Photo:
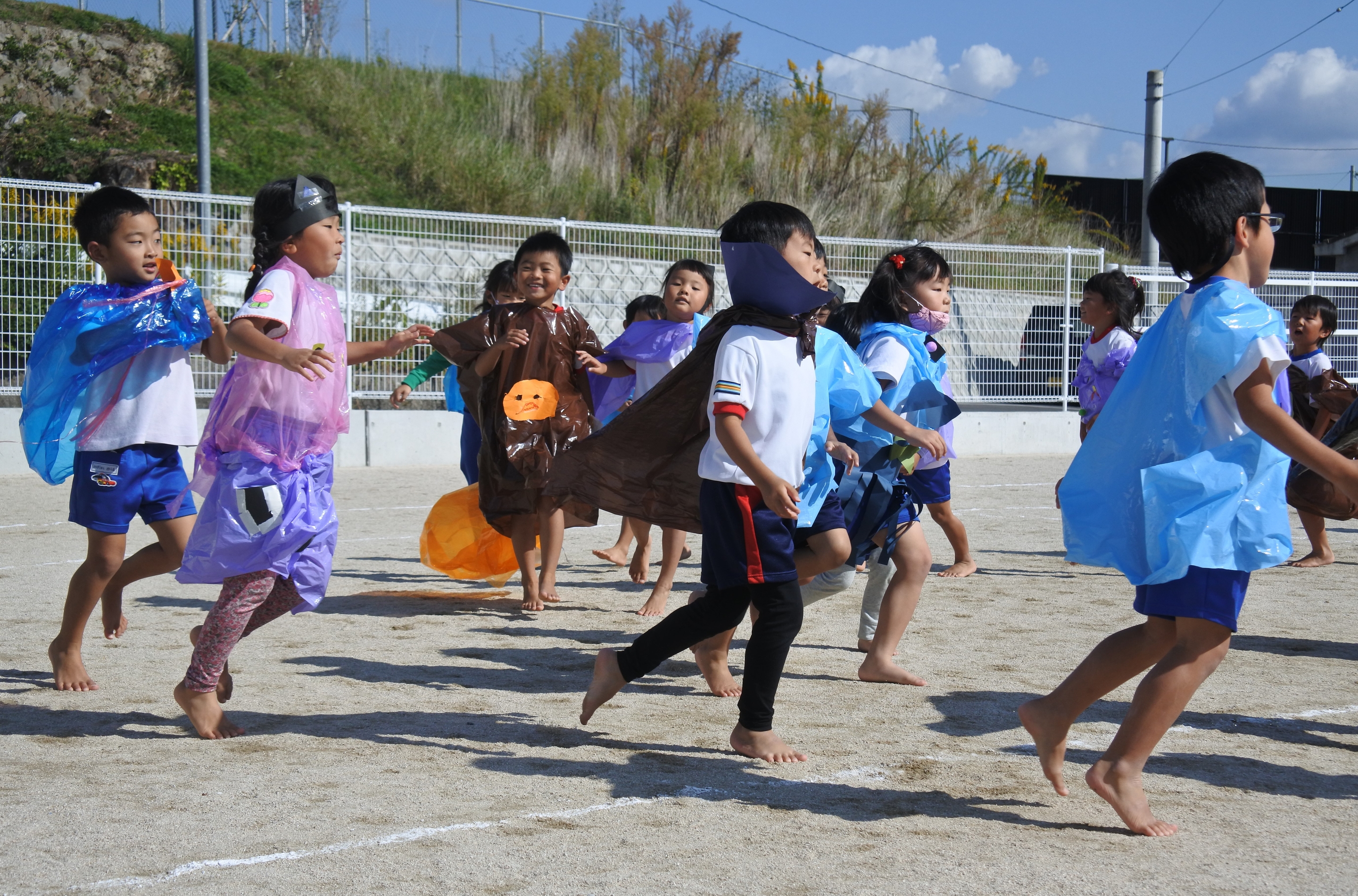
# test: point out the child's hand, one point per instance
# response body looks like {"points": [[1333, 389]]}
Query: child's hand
{"points": [[780, 497], [844, 454], [311, 363], [593, 364]]}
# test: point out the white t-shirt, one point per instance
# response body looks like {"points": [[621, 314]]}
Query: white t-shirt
{"points": [[155, 406], [272, 300], [766, 372]]}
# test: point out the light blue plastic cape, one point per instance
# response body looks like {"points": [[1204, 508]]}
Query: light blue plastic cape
{"points": [[845, 389], [1143, 494], [91, 329]]}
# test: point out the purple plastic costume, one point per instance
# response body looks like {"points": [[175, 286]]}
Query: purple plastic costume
{"points": [[265, 462], [1101, 369]]}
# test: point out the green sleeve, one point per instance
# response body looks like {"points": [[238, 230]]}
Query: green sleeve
{"points": [[432, 366]]}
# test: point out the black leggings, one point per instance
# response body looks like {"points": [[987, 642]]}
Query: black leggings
{"points": [[718, 611]]}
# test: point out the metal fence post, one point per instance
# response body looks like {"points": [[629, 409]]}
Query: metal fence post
{"points": [[1065, 340]]}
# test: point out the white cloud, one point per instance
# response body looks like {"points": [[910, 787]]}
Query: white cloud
{"points": [[981, 70]]}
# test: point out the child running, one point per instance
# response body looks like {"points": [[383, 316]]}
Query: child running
{"points": [[497, 291], [109, 398], [646, 353], [534, 403], [760, 409], [265, 466], [1314, 320], [1110, 307], [1181, 485]]}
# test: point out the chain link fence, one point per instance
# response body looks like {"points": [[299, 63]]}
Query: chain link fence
{"points": [[1015, 333]]}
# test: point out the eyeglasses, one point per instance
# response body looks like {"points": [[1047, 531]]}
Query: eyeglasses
{"points": [[1273, 219]]}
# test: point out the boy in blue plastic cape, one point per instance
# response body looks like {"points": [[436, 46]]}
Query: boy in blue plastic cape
{"points": [[108, 397], [1181, 485]]}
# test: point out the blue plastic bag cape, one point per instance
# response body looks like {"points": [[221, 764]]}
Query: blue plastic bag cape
{"points": [[91, 329], [845, 389], [1144, 496]]}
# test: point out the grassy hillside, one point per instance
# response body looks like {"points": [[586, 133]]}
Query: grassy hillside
{"points": [[663, 135]]}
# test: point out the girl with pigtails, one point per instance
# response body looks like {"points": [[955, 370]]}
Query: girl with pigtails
{"points": [[268, 526]]}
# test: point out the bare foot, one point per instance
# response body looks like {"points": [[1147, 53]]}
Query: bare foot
{"points": [[616, 556], [1121, 788], [606, 682], [762, 746], [206, 713], [961, 569], [226, 685], [887, 674], [1311, 560], [68, 673], [1049, 736], [715, 668]]}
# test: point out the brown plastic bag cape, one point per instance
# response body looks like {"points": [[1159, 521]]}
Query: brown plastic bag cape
{"points": [[646, 462], [531, 408], [458, 542]]}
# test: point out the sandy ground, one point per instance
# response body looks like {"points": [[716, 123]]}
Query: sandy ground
{"points": [[406, 739]]}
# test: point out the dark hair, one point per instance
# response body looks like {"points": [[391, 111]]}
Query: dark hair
{"points": [[696, 266], [887, 296], [1125, 294], [1319, 304], [98, 215], [273, 207], [499, 280], [547, 242], [650, 306], [769, 223], [1193, 210]]}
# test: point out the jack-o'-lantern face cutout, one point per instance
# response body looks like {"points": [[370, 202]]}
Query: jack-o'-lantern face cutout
{"points": [[531, 400]]}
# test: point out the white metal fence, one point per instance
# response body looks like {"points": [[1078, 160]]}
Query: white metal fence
{"points": [[1015, 334]]}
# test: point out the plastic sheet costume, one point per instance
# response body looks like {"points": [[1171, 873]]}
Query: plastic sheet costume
{"points": [[265, 462], [643, 343], [91, 329], [533, 406], [1144, 494], [646, 462]]}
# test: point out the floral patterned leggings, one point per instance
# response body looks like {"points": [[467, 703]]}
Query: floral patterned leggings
{"points": [[246, 603]]}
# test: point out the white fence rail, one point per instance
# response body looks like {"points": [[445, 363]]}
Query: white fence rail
{"points": [[1015, 336]]}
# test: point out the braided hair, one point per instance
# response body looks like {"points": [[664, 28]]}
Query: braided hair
{"points": [[273, 207]]}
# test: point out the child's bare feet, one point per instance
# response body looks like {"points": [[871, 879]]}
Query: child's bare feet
{"points": [[1314, 559], [206, 713], [1049, 736], [606, 683], [887, 673], [68, 673], [226, 685], [616, 556], [961, 569], [1121, 788], [762, 746]]}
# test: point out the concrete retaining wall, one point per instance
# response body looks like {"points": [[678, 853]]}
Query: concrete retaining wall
{"points": [[411, 437]]}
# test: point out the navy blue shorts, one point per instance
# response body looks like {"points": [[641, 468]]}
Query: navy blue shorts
{"points": [[743, 542], [832, 516], [1215, 595], [110, 488], [932, 486]]}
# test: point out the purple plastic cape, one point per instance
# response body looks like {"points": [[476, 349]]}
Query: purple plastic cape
{"points": [[1093, 383], [91, 329], [264, 465], [643, 343]]}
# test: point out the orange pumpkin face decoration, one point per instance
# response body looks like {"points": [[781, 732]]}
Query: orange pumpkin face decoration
{"points": [[531, 400]]}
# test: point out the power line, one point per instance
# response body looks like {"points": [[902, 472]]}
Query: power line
{"points": [[1338, 10], [1024, 109]]}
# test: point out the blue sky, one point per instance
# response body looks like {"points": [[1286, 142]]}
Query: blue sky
{"points": [[1080, 60]]}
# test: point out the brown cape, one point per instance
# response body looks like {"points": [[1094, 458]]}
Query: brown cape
{"points": [[516, 455], [646, 462]]}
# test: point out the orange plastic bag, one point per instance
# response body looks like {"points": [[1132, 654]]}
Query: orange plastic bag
{"points": [[458, 542]]}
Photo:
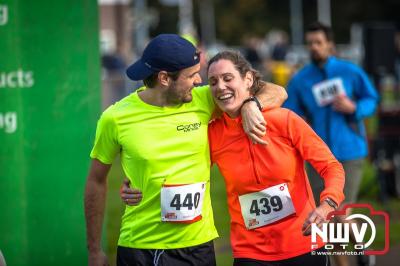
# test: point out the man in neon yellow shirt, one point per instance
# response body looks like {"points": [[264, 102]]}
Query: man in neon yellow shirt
{"points": [[160, 132]]}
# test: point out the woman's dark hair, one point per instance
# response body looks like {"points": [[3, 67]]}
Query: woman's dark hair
{"points": [[242, 66]]}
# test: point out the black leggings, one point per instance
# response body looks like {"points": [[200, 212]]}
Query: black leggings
{"points": [[305, 259], [201, 255]]}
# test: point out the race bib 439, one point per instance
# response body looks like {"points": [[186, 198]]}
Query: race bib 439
{"points": [[267, 206]]}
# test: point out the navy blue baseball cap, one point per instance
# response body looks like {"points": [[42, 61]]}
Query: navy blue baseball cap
{"points": [[167, 52]]}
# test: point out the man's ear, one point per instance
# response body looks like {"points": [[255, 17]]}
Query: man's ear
{"points": [[249, 79], [163, 78]]}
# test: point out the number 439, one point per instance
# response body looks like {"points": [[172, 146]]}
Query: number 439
{"points": [[275, 202]]}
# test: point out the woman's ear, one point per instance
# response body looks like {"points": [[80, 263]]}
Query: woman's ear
{"points": [[163, 78], [249, 79]]}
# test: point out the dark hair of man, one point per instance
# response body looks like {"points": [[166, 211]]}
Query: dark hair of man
{"points": [[242, 66], [318, 26], [151, 81]]}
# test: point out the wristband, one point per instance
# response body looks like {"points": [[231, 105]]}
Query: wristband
{"points": [[331, 203], [254, 99]]}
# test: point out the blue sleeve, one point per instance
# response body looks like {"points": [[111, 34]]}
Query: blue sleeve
{"points": [[366, 96], [293, 101]]}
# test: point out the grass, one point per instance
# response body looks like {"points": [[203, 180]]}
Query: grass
{"points": [[368, 194]]}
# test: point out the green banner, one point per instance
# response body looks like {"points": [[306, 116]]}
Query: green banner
{"points": [[49, 104]]}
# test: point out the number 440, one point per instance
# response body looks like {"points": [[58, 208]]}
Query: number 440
{"points": [[189, 201]]}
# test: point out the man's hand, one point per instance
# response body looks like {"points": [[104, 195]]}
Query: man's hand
{"points": [[318, 216], [131, 197], [344, 105], [253, 122], [98, 258]]}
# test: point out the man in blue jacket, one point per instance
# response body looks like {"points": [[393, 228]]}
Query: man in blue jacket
{"points": [[334, 96]]}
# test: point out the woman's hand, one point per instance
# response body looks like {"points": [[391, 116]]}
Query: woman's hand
{"points": [[318, 216]]}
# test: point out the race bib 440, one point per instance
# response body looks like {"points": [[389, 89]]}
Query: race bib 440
{"points": [[182, 203], [266, 206]]}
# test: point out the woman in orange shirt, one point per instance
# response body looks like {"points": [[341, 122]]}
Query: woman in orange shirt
{"points": [[269, 197]]}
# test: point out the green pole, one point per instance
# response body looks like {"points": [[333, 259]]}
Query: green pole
{"points": [[49, 104]]}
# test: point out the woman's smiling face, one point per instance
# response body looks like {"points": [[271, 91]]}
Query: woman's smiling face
{"points": [[228, 87]]}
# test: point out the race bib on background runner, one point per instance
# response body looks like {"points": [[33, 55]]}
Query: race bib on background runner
{"points": [[326, 91], [182, 203], [267, 206]]}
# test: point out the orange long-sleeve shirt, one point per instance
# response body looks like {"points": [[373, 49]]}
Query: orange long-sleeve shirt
{"points": [[249, 168]]}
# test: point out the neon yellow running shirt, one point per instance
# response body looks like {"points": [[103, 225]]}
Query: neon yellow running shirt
{"points": [[159, 146]]}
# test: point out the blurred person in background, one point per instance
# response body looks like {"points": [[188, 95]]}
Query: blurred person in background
{"points": [[160, 132], [334, 96], [269, 197]]}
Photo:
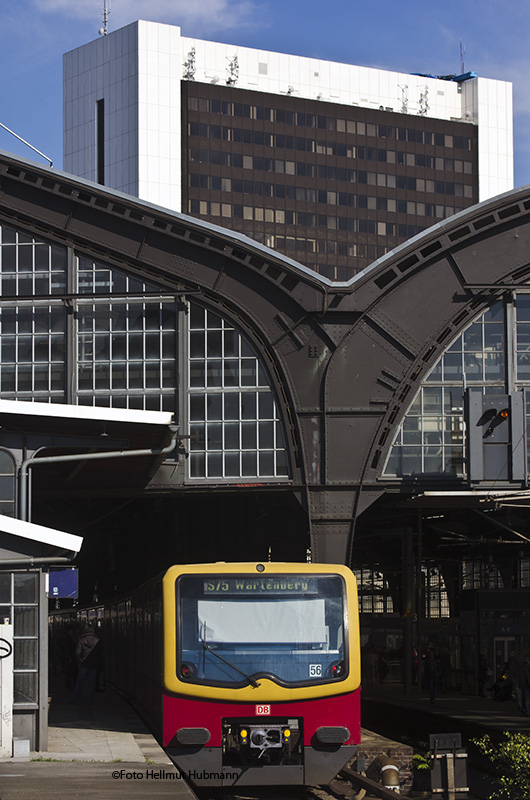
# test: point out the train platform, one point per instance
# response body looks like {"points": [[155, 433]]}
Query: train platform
{"points": [[463, 711], [100, 750]]}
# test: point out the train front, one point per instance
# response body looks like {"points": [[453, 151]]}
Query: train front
{"points": [[261, 672]]}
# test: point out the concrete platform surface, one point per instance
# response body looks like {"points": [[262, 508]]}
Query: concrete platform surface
{"points": [[90, 780]]}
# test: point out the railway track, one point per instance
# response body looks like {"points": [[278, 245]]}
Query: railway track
{"points": [[348, 785]]}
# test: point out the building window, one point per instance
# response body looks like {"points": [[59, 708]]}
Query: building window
{"points": [[435, 593], [374, 592], [18, 605], [480, 574]]}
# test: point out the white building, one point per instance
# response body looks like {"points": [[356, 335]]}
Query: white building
{"points": [[125, 126]]}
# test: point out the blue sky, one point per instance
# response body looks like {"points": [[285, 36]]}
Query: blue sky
{"points": [[412, 36]]}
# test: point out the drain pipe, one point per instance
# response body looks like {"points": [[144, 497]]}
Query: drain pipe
{"points": [[33, 462]]}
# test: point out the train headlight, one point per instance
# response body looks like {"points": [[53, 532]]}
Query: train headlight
{"points": [[337, 669], [187, 671]]}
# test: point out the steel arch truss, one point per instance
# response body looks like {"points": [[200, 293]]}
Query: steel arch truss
{"points": [[346, 359]]}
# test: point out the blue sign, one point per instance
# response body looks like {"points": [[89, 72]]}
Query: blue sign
{"points": [[64, 583]]}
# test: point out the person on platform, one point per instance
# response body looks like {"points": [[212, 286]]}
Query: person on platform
{"points": [[89, 655]]}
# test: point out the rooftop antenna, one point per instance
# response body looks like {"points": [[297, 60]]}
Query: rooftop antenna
{"points": [[106, 11]]}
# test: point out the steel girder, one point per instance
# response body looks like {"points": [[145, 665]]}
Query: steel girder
{"points": [[346, 359]]}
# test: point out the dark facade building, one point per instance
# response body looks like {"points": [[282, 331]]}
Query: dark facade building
{"points": [[333, 187], [175, 392], [330, 164]]}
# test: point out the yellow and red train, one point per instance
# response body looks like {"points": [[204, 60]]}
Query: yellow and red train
{"points": [[249, 671]]}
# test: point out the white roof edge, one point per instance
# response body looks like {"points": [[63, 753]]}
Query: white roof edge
{"points": [[86, 412], [38, 533]]}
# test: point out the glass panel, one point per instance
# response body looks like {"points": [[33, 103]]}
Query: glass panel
{"points": [[292, 628], [25, 687], [5, 587]]}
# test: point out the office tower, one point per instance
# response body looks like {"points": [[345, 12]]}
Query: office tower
{"points": [[331, 164]]}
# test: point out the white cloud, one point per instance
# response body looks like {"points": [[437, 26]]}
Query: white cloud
{"points": [[194, 17]]}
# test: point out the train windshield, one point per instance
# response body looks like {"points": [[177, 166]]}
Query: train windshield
{"points": [[235, 629]]}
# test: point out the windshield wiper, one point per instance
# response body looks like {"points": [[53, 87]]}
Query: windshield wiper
{"points": [[253, 682]]}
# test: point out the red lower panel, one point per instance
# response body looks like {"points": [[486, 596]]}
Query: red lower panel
{"points": [[339, 710]]}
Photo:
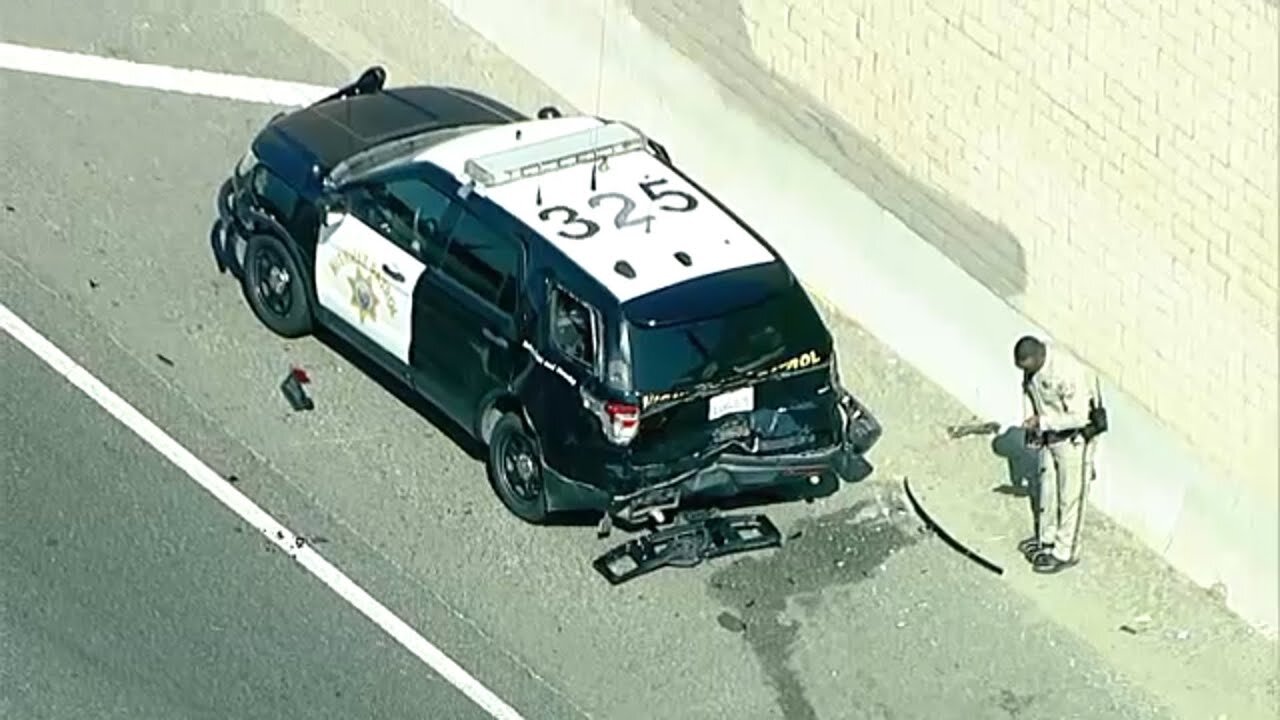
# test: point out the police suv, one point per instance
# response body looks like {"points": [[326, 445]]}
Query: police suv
{"points": [[617, 338]]}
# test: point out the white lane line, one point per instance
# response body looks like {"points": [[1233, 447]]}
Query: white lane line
{"points": [[286, 540], [77, 65]]}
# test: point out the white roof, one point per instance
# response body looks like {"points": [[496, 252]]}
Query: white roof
{"points": [[709, 240]]}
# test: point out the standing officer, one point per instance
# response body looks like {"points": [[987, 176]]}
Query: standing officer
{"points": [[1064, 424]]}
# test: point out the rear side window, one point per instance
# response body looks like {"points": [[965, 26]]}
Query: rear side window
{"points": [[575, 329], [484, 261]]}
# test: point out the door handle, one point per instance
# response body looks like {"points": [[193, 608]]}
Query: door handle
{"points": [[494, 338]]}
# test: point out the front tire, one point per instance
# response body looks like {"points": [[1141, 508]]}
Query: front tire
{"points": [[275, 287], [516, 469]]}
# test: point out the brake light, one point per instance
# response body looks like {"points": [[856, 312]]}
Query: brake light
{"points": [[624, 420]]}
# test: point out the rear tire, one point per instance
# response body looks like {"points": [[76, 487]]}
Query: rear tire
{"points": [[515, 469], [275, 287]]}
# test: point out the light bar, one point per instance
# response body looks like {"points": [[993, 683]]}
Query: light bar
{"points": [[557, 153]]}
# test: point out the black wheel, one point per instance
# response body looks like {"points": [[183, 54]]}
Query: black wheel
{"points": [[275, 287], [516, 469]]}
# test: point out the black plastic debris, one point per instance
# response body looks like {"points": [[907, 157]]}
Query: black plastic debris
{"points": [[731, 623], [295, 392], [965, 429], [946, 537], [686, 545]]}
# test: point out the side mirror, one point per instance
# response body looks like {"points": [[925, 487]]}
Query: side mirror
{"points": [[332, 212], [333, 217]]}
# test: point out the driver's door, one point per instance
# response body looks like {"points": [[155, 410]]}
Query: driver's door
{"points": [[370, 256]]}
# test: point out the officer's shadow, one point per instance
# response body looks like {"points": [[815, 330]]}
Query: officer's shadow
{"points": [[1023, 466]]}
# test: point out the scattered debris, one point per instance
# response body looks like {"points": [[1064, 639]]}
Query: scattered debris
{"points": [[295, 392], [731, 623], [946, 537], [965, 429], [686, 546]]}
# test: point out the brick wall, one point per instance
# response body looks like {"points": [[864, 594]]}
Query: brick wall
{"points": [[1128, 147]]}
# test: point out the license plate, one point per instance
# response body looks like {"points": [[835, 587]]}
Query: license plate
{"points": [[741, 400]]}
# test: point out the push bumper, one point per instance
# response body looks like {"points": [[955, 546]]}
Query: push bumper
{"points": [[728, 475]]}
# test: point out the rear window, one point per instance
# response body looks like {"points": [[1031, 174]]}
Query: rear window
{"points": [[748, 338]]}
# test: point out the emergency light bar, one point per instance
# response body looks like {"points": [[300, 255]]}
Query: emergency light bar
{"points": [[554, 154]]}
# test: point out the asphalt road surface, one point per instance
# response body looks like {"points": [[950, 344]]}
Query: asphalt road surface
{"points": [[127, 595], [127, 591]]}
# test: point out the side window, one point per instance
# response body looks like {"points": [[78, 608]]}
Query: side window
{"points": [[484, 261], [575, 328], [408, 212]]}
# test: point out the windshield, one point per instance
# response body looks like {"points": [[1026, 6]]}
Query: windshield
{"points": [[741, 341]]}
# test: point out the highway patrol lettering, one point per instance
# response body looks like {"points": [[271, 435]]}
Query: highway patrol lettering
{"points": [[807, 359], [364, 297], [656, 397]]}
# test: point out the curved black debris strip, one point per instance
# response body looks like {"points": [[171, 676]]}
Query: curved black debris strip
{"points": [[946, 537]]}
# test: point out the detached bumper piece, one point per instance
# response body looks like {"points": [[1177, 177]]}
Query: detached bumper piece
{"points": [[688, 545]]}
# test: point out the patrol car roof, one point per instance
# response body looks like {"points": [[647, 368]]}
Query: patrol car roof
{"points": [[639, 229]]}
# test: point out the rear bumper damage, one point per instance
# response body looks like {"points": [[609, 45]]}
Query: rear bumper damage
{"points": [[731, 474]]}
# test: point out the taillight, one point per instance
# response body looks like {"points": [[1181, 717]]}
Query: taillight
{"points": [[620, 422], [624, 422]]}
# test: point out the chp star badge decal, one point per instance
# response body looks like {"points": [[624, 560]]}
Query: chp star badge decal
{"points": [[362, 297]]}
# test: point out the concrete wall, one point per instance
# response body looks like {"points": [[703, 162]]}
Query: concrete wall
{"points": [[1107, 168], [929, 191]]}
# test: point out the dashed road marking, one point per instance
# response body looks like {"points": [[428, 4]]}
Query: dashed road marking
{"points": [[78, 65], [286, 540]]}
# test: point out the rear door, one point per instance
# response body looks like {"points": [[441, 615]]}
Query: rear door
{"points": [[465, 324]]}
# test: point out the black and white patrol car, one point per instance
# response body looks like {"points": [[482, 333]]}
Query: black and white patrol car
{"points": [[616, 337]]}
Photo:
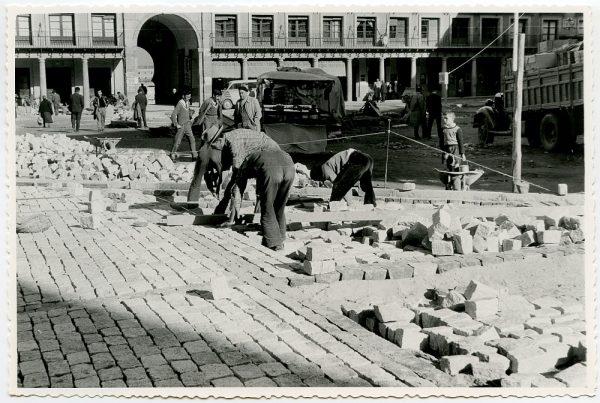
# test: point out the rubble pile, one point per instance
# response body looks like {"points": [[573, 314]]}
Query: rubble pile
{"points": [[58, 157], [488, 336]]}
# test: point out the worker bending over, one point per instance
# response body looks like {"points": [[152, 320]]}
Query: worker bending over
{"points": [[274, 172], [344, 169]]}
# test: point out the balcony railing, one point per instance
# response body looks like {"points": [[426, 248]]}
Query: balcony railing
{"points": [[246, 41], [44, 41]]}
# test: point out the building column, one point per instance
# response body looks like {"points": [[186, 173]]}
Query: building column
{"points": [[474, 77], [86, 82], [444, 70], [244, 68], [413, 72], [349, 81], [43, 85]]}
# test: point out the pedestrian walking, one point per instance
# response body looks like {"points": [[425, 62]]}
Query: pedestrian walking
{"points": [[46, 111], [76, 107], [210, 114], [344, 169], [248, 112], [434, 109], [55, 102], [377, 90], [274, 172], [141, 103], [100, 103], [181, 118]]}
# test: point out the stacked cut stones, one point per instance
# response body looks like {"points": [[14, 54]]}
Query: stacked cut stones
{"points": [[492, 336], [449, 235], [58, 157], [98, 205]]}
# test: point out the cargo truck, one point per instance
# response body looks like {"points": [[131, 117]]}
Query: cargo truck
{"points": [[552, 112]]}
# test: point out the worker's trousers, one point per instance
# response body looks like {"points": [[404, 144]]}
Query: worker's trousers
{"points": [[359, 168], [273, 187]]}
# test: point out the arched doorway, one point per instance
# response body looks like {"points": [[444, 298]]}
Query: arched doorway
{"points": [[173, 45]]}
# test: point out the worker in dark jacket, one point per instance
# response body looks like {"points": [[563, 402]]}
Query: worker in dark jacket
{"points": [[344, 169], [274, 172]]}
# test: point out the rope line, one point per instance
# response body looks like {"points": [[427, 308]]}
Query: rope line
{"points": [[470, 161], [487, 46]]}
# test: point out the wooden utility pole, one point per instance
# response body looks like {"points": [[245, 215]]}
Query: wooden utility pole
{"points": [[518, 102]]}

What the task asks:
Would you quote, exactly and only, the lines from the one containing "# test: point out the arched" to the end of the entries?

Full output:
# test: point out the arched doorway, one point per instance
# response body looks like {"points": [[444, 298]]}
Query: arched doorway
{"points": [[173, 45]]}
# test: point out the worker in dark jacket, one point per instance
# response body looks like {"points": [[563, 402]]}
Query: worker in dark jacket
{"points": [[344, 169], [274, 172]]}
# test: point out the rope line, one point per instance
# response body looks like {"points": [[427, 308]]}
Query: rope line
{"points": [[470, 161], [487, 46]]}
# test: point out the wooden utility pole, one point per instance
# response body looks like {"points": [[245, 215]]}
Query: wooden utility pole
{"points": [[518, 102]]}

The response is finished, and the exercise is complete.